*ASSIGNED TASK A*.
Answer these questions about the kaizen text:
(i) How many hours a week did the writer work while restructuring the department?
(ii) How long has the writer been with the current organization?
(iii) On which day was the team asked to share its story?
*ASSIGNED TASK B*. In the kaizen text, change "masters degree program" to "graduate program" and write out the part from "My Kaizen Experience: Personal" up to and including "was new to me.".

───── EXTRACTED TEXT ─────

My Kaizen Experience: Personal Growth

Over the past few weeks I have been engaged in a truly empowering and mind-opening experience at work.  I was leading a team for our local Shingijutsu Kaizen event, which was entirely new to me.  I was previously familiar with kaizen principles - and throughout my masters degree program I was certainly experienced in using lean tools and process improvement - but a kaizen event, especially of this magnitude, was new to me.

Last fall, I was in the process of restructuring my department and for about two months I worked 70 hours a week, so when Christmas time came along I was very pleased to be back to normal hours.  When I was presented the challenge of leading a kaizen team in early January, I freely admit that I accepted with a bit of resignation.  Thankfully, I am genuinely passionate about patient care, and I am a deeply competitive person.  Finding innovative, competitive ways to enhance patient care is exciting to me.

The details of the project and the tremendous work that went into it are a story of their own.  My team and I were faced with a very challenging task and the work that went into our project is something of which I am very proud.  But this is my story, the personal growth experience that I have had over the past few weeks.

I have been with my current organization for ten years this year, and my biggest frustration has always been how under-utilized I have been.  I am a 35 year old woman, educated, experienced and passionate about leadership, and yet in the not so distant past I have had managers pull me away from my leadership functions to have me answer phones at the reception desk for weeks on end.  In previous roles I have taken on projects resulting in big results for our region, and yet later on I was shifted into roles where I have worked in almost total isolation, with no opportunity to engage with anyone at all.

There were times in my journey where I was beyond frustrated.  I was demoralized.

I have only been in my current role for a short time but my new manager has expressed so much confidence in me.  She gave me this kaizen opportunity saying, "I want everyone to see you shine."  She used the word shine.  She empowered me and set me free to do this hard work that she believed I could do.  During the process she was present, but not domineering. She let me find my own way.  She supported me without stepping in to prop me up.  And when I shared some of the feedback with her that I received along the way she said, "I knew how impressive you would be."

The week of the actual kaizen event brought new challenges.  Our original scope, which had been so carefully managed so as not to rock the boat, was blown open when our sensei challenged us to think bigger.  My team struggled with thoughts of "but we need finance/commercial/operations leadership to make those decisions" but sensei said, "as a team, decide what you would do.  Think bigger!"

My team delivered on this challenge, and so impressed me.  As a team, we transitioned into a state of empowerment, where nothing was impossible for us.  We were asked on day four to share the story of our team, and it was one of empowerment.  That story is a reflection of my own personal empowerment from this process.

I had conversations this week that I will never forget.  Things that impacted me beyond this project, or even this job, that I will remember as I advance through my career.  There were moments of great praise, and there were moments of tough feedback.  There were moments where I felt elation, and in others that I felt defeated.  But then I would look away from the "stuff" and look into the eyes of my team members, and I saw their expectations, their reservations, their potential, and I found within myself the courage that I have always had.  The courage that comes when you are passionate about people.

───── STORED DATA ─────

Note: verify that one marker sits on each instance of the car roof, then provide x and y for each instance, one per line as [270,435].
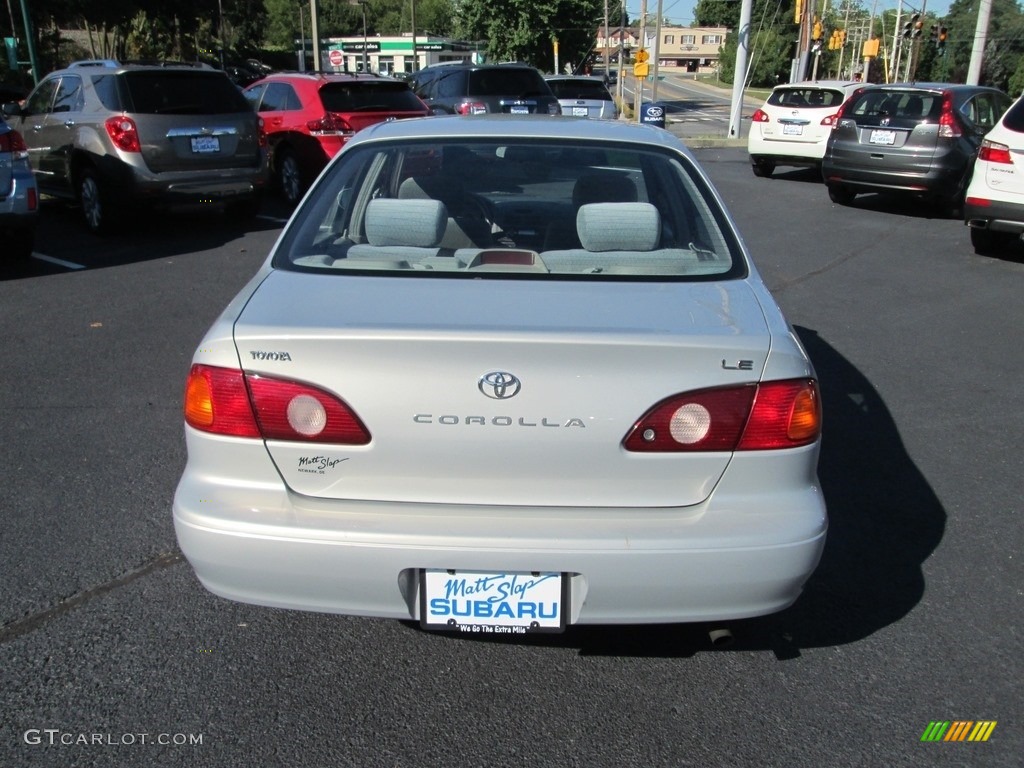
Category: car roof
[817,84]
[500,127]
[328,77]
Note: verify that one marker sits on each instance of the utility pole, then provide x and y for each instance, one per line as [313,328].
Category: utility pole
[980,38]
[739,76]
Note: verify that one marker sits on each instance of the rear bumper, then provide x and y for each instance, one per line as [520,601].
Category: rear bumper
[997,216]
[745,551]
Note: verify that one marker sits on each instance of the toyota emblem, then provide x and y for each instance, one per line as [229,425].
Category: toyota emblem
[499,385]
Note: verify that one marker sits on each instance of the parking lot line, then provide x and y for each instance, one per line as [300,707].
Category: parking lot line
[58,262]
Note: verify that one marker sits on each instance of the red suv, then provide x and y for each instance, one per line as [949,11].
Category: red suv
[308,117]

─────
───── STORED DATA ─────

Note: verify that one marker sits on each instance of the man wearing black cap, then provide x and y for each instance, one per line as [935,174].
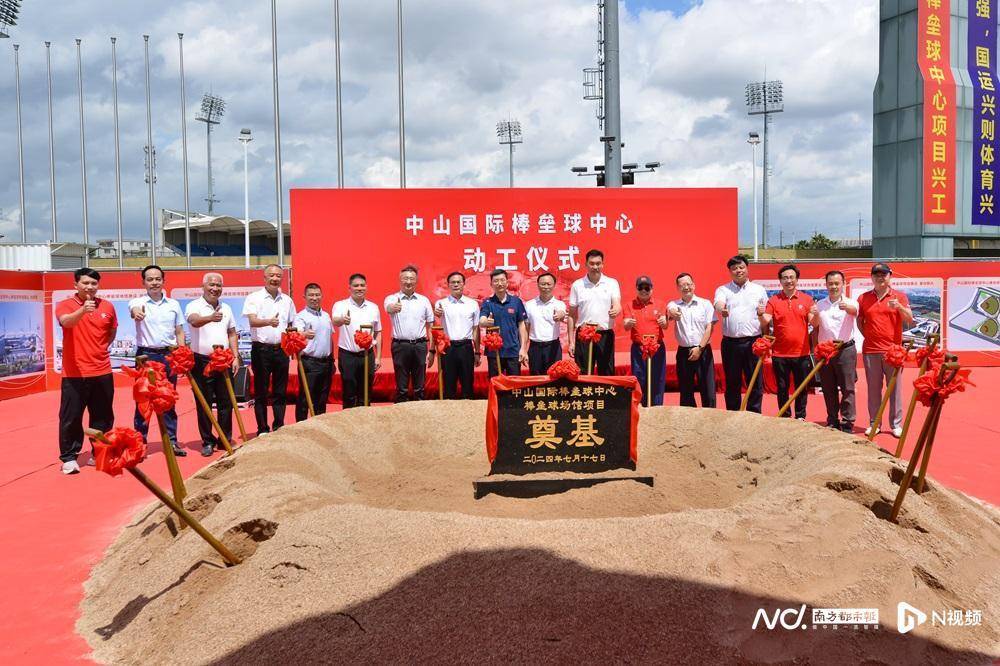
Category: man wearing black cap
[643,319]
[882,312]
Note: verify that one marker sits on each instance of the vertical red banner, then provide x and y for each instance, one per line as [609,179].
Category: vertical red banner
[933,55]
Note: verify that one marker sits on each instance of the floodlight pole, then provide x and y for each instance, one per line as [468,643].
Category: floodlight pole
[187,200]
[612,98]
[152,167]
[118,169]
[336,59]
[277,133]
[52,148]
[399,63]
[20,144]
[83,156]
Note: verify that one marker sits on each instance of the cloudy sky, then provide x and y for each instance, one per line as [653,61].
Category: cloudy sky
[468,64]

─────

*ANSWER BOX A*.
(i) 70 hours a week
(ii) Ten years this year
(iii) Day four

*ANSWER BOX B*.
My Kaizen Experience: Personal Growth

Over the past few weeks I have been engaged in a truly empowering and mind-opening experience at work.  I was leading a team for our local Shingijutsu Kaizen event, which was entirely new to me.  I was previously familiar with kaizen principles - and throughout my graduate program I was certainly experienced in using lean tools and process improvement - but a kaizen event, especially of this magnitude, was new to me.